## What is required
Produce a verbatim copy of the entries listed below.

§ §

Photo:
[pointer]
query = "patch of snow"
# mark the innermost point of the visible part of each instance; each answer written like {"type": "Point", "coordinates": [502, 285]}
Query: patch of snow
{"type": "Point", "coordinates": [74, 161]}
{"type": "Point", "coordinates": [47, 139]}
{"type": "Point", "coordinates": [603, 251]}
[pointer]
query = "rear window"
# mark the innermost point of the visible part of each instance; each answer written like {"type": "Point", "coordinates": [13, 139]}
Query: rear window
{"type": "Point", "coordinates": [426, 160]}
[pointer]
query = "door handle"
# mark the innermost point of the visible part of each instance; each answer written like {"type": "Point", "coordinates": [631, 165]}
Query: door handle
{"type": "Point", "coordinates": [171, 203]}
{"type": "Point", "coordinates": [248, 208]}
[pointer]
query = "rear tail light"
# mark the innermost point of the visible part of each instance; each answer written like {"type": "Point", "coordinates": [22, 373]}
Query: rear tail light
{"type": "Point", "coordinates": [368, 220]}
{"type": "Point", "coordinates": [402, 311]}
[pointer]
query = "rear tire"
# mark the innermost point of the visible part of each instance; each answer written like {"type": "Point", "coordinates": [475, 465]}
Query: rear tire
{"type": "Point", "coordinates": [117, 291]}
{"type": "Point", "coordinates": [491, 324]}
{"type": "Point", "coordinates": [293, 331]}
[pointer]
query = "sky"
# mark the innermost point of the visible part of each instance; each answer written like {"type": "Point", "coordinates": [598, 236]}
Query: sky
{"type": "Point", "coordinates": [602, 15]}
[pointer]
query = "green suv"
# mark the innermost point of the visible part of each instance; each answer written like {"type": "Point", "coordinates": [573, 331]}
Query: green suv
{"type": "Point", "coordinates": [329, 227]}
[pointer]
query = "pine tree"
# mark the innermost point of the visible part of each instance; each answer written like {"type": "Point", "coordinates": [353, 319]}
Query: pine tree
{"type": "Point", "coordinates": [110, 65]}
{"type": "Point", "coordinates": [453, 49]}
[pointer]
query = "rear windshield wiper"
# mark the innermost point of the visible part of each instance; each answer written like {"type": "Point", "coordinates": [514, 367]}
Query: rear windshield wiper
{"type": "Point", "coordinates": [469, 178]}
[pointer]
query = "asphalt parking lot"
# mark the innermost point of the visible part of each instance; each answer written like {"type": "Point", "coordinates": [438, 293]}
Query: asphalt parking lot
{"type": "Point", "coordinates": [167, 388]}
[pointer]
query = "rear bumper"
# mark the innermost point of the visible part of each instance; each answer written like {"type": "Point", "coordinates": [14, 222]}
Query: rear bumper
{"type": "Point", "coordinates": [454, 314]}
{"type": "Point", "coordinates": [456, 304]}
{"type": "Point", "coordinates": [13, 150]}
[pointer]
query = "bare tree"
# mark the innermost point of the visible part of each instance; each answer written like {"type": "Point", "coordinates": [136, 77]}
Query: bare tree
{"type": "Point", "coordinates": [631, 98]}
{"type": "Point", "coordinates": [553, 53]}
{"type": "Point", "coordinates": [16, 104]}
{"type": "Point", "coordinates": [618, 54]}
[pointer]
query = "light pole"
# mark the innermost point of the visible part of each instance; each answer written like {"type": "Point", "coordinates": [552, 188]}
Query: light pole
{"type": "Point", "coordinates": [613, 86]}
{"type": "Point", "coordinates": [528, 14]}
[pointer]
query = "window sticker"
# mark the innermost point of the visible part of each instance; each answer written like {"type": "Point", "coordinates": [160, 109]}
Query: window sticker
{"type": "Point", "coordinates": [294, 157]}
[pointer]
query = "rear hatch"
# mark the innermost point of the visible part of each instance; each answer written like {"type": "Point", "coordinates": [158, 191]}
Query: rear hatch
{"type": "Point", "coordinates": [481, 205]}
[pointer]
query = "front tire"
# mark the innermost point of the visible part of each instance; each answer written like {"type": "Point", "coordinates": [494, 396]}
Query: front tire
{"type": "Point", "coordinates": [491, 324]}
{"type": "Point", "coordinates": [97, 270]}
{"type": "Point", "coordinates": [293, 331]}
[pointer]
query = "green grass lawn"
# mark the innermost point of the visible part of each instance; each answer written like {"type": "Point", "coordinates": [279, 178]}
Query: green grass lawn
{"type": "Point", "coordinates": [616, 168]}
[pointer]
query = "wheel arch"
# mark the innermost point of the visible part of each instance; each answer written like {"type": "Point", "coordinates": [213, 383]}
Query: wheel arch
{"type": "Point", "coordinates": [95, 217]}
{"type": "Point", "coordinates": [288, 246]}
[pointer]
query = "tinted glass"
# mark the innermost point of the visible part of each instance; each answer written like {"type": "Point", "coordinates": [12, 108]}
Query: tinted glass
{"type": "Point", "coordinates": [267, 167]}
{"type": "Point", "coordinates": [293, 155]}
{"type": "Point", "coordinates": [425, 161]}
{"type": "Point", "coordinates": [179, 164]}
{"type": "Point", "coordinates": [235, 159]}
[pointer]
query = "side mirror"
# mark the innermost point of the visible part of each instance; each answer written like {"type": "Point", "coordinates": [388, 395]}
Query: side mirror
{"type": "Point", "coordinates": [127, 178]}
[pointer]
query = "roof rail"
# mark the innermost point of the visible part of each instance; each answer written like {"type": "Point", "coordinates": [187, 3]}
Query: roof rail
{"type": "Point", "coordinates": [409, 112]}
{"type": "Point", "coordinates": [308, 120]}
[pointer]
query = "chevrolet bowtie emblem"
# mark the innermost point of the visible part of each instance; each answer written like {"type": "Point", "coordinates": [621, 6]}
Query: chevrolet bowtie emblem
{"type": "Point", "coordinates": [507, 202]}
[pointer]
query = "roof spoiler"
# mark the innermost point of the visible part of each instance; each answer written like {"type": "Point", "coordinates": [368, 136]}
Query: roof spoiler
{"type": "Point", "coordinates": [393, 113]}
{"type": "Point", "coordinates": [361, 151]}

§ §

## Written solution
Photo:
[pointer]
query = "patch of snow"
# mark the innermost point of the visible part of each instance; each answer written like {"type": "Point", "coordinates": [502, 285]}
Query: patch of snow
{"type": "Point", "coordinates": [74, 161]}
{"type": "Point", "coordinates": [47, 139]}
{"type": "Point", "coordinates": [603, 251]}
[pointer]
query = "rear window"
# mark the innermost point of the visible part of each instance; each answer written like {"type": "Point", "coordinates": [13, 139]}
Query: rear window
{"type": "Point", "coordinates": [426, 160]}
[pointer]
query = "door handle"
# mark the innermost point of the visible part of each instance; each answer written like {"type": "Point", "coordinates": [631, 165]}
Query: door handle
{"type": "Point", "coordinates": [171, 203]}
{"type": "Point", "coordinates": [248, 208]}
[pointer]
query = "rear tail light"
# mark the innermost point of the visible part of each instance; each answer written like {"type": "Point", "coordinates": [22, 373]}
Query: rear tail light
{"type": "Point", "coordinates": [368, 220]}
{"type": "Point", "coordinates": [402, 311]}
[pointer]
query = "rear tire"
# mark the innermost point of the visible part of each instance; each answer written like {"type": "Point", "coordinates": [475, 465]}
Query: rear tire
{"type": "Point", "coordinates": [117, 291]}
{"type": "Point", "coordinates": [491, 324]}
{"type": "Point", "coordinates": [293, 331]}
[pointer]
query = "sky"
# mark the innermost point of the visible part of each instance; each answer written like {"type": "Point", "coordinates": [598, 236]}
Query: sky
{"type": "Point", "coordinates": [602, 15]}
[pointer]
query = "green suv"
# mark the innermost point of the visible part of each instance; each answer written like {"type": "Point", "coordinates": [573, 331]}
Query: green suv
{"type": "Point", "coordinates": [329, 227]}
[pointer]
query = "pine tree"
# mark the innermost point of the visible part of each instance; each answer written like {"type": "Point", "coordinates": [353, 319]}
Query: pine tree
{"type": "Point", "coordinates": [110, 65]}
{"type": "Point", "coordinates": [453, 49]}
[pointer]
query = "rear windshield wiper"
# mark the innermost point of the visible part of each instance; each answer written like {"type": "Point", "coordinates": [514, 367]}
Query: rear windshield wiper
{"type": "Point", "coordinates": [469, 178]}
[pointer]
query = "asphalt parking lot"
# mark the innermost point of the visible part of each instance; each answer written like {"type": "Point", "coordinates": [438, 293]}
Query: asphalt parking lot
{"type": "Point", "coordinates": [167, 388]}
[pointer]
query = "rear bumper"
# mark the innermost point of the visible part of each instance; each answer written like {"type": "Point", "coordinates": [14, 222]}
Query: rear bumper
{"type": "Point", "coordinates": [454, 314]}
{"type": "Point", "coordinates": [456, 304]}
{"type": "Point", "coordinates": [13, 150]}
[pointer]
query = "bare tree"
# mark the innermost point of the visible part of each instance; each answer written like {"type": "Point", "coordinates": [136, 77]}
Query: bare tree
{"type": "Point", "coordinates": [631, 98]}
{"type": "Point", "coordinates": [553, 53]}
{"type": "Point", "coordinates": [16, 104]}
{"type": "Point", "coordinates": [618, 54]}
[pointer]
query = "light pole"
# mark the innermost point of the visible part of each instance; each answer written like {"type": "Point", "coordinates": [552, 188]}
Query: light pole
{"type": "Point", "coordinates": [613, 86]}
{"type": "Point", "coordinates": [528, 14]}
[pointer]
query = "window sticker"
# mark the innermost point of the visible part of each instance; each answer written like {"type": "Point", "coordinates": [160, 109]}
Query: window sticker
{"type": "Point", "coordinates": [294, 157]}
[pointer]
query = "rear hatch"
# mark the innermost point of the visible part of each instance; each answer written like {"type": "Point", "coordinates": [158, 191]}
Query: rear hatch
{"type": "Point", "coordinates": [481, 205]}
[pointer]
query = "front tire"
# mark the innermost point of the visible part of each instance; each answer written like {"type": "Point", "coordinates": [494, 396]}
Query: front tire
{"type": "Point", "coordinates": [491, 324]}
{"type": "Point", "coordinates": [97, 270]}
{"type": "Point", "coordinates": [293, 331]}
[pointer]
query = "green grass lawn"
# mark the innermost point of the visible part of each instance; each answer written like {"type": "Point", "coordinates": [279, 178]}
Query: green grass lawn
{"type": "Point", "coordinates": [616, 168]}
[pointer]
query = "wheel arch"
# mark the innermost point of the visible part of each instance; each answer written like {"type": "Point", "coordinates": [213, 383]}
Query: wheel arch
{"type": "Point", "coordinates": [95, 217]}
{"type": "Point", "coordinates": [288, 246]}
[pointer]
query = "tinted glass"
# mark the innermost point of the visible part of each instance; each answer written like {"type": "Point", "coordinates": [12, 108]}
Query: tinted glass
{"type": "Point", "coordinates": [267, 167]}
{"type": "Point", "coordinates": [293, 155]}
{"type": "Point", "coordinates": [425, 161]}
{"type": "Point", "coordinates": [179, 164]}
{"type": "Point", "coordinates": [235, 159]}
[pointer]
query = "side mirror"
# mark the innermost point of the visible part of each instance; each answer written like {"type": "Point", "coordinates": [388, 395]}
Query: side mirror
{"type": "Point", "coordinates": [127, 178]}
[pointer]
query = "roof rail"
# mark the innermost point of the visible part of each instance; each answer written like {"type": "Point", "coordinates": [187, 3]}
Query: roof rail
{"type": "Point", "coordinates": [409, 112]}
{"type": "Point", "coordinates": [308, 120]}
[pointer]
query = "chevrolet bowtie emblem"
# mark the innermost point of the visible part of each instance; each answer written like {"type": "Point", "coordinates": [621, 6]}
Query: chevrolet bowtie emblem
{"type": "Point", "coordinates": [507, 202]}
[pointer]
query = "roof spoiler"
# mark the innermost point of the visible part of each instance; each answer written like {"type": "Point", "coordinates": [368, 136]}
Query: roof spoiler
{"type": "Point", "coordinates": [393, 113]}
{"type": "Point", "coordinates": [361, 151]}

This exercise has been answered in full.